_DIRECTIONS_
Tally the lines of the entries below that hold the word "blue", and please give only the total.

[Collected data entries]
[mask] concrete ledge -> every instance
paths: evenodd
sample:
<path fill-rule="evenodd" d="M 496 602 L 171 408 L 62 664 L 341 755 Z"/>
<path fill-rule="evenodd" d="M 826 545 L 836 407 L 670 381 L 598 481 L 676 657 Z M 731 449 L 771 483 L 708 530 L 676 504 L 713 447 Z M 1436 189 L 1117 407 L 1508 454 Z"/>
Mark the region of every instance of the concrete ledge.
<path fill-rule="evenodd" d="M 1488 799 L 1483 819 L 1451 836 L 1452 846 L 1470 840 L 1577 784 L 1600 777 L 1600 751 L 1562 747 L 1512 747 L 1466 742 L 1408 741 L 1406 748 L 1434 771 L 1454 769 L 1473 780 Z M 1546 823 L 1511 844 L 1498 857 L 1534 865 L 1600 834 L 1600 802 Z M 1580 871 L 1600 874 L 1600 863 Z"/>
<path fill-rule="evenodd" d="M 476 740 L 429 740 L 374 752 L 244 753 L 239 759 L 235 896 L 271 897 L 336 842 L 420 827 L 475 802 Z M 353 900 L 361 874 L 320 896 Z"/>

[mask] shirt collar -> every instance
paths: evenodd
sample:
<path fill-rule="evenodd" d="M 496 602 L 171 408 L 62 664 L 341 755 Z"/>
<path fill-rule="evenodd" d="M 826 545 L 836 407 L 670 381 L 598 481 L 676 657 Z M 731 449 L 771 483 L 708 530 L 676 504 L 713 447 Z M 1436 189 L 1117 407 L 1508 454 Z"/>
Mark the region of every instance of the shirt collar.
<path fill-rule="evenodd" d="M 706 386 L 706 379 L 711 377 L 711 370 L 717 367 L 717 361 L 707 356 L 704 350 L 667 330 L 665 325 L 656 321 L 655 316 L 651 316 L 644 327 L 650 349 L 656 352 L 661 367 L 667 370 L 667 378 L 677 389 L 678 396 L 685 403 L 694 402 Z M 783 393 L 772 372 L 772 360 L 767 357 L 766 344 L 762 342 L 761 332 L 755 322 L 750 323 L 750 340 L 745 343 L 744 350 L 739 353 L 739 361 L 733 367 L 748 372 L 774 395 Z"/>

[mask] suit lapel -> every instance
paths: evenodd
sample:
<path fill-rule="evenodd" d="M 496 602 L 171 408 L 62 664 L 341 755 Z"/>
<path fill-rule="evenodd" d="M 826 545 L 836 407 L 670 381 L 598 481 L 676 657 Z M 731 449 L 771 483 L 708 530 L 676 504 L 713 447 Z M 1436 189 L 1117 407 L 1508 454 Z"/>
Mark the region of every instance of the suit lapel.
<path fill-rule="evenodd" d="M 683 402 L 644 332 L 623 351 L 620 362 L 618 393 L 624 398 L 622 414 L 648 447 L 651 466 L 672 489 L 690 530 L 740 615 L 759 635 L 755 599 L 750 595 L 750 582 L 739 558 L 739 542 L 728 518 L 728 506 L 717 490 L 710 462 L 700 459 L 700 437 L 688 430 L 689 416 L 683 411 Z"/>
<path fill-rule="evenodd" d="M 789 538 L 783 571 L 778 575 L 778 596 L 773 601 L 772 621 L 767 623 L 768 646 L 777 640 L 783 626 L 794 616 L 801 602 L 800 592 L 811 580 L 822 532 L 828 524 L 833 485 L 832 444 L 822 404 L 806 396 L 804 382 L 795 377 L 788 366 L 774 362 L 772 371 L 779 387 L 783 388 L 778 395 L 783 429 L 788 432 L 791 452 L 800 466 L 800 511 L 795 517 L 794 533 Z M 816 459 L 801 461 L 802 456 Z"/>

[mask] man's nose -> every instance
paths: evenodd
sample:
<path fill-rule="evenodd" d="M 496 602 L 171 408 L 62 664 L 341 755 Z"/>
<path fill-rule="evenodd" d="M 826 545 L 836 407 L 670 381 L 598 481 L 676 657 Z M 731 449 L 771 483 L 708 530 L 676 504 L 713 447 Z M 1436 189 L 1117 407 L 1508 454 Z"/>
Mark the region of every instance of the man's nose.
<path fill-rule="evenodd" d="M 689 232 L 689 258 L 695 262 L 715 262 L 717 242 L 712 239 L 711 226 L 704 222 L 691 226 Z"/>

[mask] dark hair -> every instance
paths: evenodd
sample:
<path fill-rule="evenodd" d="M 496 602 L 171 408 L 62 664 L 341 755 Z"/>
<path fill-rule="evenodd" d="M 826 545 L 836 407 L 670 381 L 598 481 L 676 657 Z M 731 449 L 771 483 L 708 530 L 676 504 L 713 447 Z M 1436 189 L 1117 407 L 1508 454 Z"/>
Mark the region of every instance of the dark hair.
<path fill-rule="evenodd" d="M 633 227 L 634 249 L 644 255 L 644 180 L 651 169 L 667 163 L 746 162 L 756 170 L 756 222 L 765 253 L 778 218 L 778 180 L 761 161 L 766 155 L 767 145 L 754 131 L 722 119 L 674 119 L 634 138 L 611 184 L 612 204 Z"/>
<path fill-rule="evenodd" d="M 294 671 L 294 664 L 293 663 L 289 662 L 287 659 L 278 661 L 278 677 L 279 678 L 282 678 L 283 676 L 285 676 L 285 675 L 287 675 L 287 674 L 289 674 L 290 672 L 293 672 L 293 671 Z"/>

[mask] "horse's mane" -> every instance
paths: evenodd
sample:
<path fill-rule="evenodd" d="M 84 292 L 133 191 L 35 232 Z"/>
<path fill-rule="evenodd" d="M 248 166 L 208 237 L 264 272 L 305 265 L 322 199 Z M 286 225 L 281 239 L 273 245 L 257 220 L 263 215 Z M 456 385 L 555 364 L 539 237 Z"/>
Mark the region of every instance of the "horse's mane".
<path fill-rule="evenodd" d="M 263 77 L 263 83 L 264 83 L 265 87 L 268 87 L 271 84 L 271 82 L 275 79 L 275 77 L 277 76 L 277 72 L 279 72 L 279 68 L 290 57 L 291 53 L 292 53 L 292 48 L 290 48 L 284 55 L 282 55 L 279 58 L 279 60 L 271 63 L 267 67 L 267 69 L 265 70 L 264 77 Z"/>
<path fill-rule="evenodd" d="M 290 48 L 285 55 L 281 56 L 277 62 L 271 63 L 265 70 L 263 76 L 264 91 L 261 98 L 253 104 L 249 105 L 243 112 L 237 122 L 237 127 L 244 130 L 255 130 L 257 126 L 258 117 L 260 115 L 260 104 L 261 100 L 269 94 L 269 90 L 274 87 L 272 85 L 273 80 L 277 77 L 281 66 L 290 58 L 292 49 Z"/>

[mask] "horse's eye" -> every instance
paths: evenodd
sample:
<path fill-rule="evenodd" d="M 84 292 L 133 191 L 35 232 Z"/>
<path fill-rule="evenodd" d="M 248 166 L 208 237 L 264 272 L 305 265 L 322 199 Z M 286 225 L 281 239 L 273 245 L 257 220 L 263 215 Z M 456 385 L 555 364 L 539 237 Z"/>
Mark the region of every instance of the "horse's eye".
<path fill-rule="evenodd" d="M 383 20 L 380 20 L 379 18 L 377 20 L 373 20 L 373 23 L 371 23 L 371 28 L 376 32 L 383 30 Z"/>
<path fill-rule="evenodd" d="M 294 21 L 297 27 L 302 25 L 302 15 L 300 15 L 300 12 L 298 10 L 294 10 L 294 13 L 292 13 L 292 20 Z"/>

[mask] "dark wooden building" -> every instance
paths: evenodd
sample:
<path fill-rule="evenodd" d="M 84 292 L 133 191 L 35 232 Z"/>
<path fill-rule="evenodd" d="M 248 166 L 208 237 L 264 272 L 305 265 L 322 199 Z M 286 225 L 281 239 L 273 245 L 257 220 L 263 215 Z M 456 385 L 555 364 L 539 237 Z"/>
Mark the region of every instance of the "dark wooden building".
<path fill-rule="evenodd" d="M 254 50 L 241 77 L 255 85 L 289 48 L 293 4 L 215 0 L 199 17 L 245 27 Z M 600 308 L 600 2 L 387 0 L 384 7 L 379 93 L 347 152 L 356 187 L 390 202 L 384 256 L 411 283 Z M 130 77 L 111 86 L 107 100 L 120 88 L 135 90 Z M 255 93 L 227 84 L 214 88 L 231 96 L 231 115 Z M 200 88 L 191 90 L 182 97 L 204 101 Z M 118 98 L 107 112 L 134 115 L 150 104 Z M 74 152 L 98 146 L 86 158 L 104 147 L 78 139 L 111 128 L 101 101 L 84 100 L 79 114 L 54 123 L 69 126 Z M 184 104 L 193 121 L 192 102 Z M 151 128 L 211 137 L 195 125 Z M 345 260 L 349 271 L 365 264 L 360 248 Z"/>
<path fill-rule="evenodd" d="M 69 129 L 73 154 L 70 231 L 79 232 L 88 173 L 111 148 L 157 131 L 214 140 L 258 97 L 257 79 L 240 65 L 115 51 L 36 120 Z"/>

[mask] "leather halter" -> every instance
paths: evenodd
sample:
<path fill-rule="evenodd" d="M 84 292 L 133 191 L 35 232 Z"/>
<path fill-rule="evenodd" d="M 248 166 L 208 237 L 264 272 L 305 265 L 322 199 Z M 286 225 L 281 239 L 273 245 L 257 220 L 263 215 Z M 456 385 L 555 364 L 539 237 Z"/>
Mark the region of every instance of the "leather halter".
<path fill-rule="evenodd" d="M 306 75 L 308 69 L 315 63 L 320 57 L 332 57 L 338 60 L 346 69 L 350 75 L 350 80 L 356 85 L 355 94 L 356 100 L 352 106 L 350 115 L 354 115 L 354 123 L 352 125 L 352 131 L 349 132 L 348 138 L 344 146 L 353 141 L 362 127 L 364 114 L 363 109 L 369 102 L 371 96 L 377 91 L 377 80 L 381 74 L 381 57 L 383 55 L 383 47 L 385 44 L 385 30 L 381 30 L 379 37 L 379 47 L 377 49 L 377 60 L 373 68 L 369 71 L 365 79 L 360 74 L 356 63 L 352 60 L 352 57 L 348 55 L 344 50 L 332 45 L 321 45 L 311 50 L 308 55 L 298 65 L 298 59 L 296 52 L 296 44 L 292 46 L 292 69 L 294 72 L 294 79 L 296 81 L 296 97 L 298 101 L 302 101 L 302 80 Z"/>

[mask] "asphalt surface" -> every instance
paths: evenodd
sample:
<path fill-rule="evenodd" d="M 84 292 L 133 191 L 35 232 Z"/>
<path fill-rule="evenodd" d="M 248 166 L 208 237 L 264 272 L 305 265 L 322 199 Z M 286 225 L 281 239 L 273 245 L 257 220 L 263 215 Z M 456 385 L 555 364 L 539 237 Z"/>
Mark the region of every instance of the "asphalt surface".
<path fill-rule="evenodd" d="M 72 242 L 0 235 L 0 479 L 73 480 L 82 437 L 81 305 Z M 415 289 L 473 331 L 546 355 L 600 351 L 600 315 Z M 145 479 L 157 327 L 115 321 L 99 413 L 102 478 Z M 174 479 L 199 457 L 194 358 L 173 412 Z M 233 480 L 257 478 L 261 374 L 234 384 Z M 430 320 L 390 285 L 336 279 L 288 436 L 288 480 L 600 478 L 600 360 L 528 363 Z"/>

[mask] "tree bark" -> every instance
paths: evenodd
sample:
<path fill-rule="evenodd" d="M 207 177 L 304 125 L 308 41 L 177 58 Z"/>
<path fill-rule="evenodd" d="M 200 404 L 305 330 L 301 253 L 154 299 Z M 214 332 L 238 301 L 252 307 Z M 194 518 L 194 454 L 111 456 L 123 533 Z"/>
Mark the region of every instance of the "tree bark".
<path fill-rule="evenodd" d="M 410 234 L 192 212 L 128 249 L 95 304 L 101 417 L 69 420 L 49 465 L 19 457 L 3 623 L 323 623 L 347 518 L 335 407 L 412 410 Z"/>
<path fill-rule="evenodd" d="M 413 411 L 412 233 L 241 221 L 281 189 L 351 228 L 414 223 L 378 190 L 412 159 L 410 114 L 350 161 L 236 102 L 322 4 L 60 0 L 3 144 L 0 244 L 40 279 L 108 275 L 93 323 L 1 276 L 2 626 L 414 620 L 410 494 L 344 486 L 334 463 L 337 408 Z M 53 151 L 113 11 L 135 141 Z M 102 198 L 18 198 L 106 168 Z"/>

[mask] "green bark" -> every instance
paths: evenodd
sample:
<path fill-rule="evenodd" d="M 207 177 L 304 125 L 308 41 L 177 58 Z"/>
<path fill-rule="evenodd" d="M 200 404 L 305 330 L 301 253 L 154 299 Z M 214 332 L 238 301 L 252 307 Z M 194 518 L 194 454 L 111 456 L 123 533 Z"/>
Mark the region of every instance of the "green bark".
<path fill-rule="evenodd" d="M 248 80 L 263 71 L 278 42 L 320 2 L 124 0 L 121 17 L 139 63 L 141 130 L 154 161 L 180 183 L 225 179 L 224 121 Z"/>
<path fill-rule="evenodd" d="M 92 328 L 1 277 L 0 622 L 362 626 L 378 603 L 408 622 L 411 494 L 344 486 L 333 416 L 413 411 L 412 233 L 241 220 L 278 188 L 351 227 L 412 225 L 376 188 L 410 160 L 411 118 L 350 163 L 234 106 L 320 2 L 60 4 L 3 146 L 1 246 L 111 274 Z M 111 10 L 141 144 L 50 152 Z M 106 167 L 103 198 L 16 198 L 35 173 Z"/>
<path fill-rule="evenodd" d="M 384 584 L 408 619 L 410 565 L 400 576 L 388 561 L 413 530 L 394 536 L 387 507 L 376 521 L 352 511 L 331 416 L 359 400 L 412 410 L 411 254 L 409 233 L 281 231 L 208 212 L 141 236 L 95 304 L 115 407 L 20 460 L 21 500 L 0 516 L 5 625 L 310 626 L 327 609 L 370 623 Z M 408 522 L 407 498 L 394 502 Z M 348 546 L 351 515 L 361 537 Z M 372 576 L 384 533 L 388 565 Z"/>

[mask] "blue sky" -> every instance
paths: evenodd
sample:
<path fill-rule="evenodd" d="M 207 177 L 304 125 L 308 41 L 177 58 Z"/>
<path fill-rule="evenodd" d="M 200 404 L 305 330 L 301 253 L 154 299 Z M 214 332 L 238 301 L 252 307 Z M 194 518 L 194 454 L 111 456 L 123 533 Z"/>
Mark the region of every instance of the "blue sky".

_TASK ANSWER_
2